SET PROBLEM A.
Rescale the entries that follow: reproduce every line, requests included, multiplying each point coordinate in the answers by 0.95 and rounding to whole numbers, with halves rounded up.

Junling Ma, le dim. 02 août 2020 15:32:01 -0700, a ecrit: 1. Change devicer_user_intr to be a linux interrupt handler.
Right, this makes sense, but did you actually try it? Check the existing code twice to realize why it's done that way. Here linux_intr is looking through the list of actions for an irq. You are making action->handler() call free_irq itself when the handler should be removed. But then the loop of linux_intr will have its action pointer undefined since freed by free_irq.
Right I realized that, and moved the free_irq to intr_thread. Will clean up the patch.
I agree that we should probably remove some of the "user_intr" pieces of linux_intr(). But we cannot afford removing the part that checks the value returned by the handler, otherwise it'll break.
If we move the cleaning-up-dead-notification code to intr_thread, then the code should not break.
Ok. 2. Make user_intr_t represent a specific interrupt line, so that notifications queue on each line. 3. Make struct irqdev store a vector user_intr_t, indexed by interrupt line.
? But then we can't have several userland translators using the same irq? That'll break.
Each user_intr_t has a queue of notifications. Originally, each notification was queued up on the linux side. In this patch we just move them back to the mach side and sort them by interrupt line (i.e., attach to user_intr_t). I am not sure why it would break.
To be honest, I don't know. Because your patch changes so many thing that I can't even take the time to try to track what is being changed how. What I can see easily, however, is: +typedef struct { + queue_head_t notification_queue; + unsigned interrupts; /* Number of interrupts occurred since last run of intr_thread */ + unsigned n_unacked; /* Number of times irqs were disabled for this */ + decl_simple_lock_data(, lock); /* a lock to protect the queues */ } user_intr_t; So the port is gone indeed, so it tends to say that now it's per intr instead of per-user. But then why calling it user_intr_t? Changing the role of an existing structure is really not the way for changes to be reviewable.
user_intr_t to me means a user interrupt. A notification port that is registered represents a notification. Multiple notifications may queue on a single irq. Now, in that struct there is n_unacked. But how can this be per-irq? As I mentioned elsewhere and it is kept here, it's the number of times irq where disabled for this. But that's for a given *user*, not for a given irq. If it's not per-user, when a user dies you don't know how many times you need to call __enable_irq.
Ok, I can see that in my patch n_unacked duplicates the counter used by __enable_irq. I was distracted by using a counter at all in the original code, because an irq cannot be fired more than once before it is acked. What we really need is a boolean_t type per notification,
IN fact, I was pondering on the idea that each irq* device should be opened exclusively,
Then things won't work. Shared IRQ is a thing you can't circumvent with the hardware that people have atm.

SET PROBLEM B.
In the thread above, where did Junling Ma move the free_irq call?

DATASET RECORDS.
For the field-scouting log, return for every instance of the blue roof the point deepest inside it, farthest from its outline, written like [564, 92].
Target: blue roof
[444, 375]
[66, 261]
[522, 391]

COMPLETE OUTPUT A.
For the field-scouting log, return for every instance of the blue roof the point deepest inside it, farthest from its outline, written like [564, 92].
Target: blue roof
[422, 356]
[63, 248]
[496, 371]

COMPLETE OUTPUT B.
To intr_thread.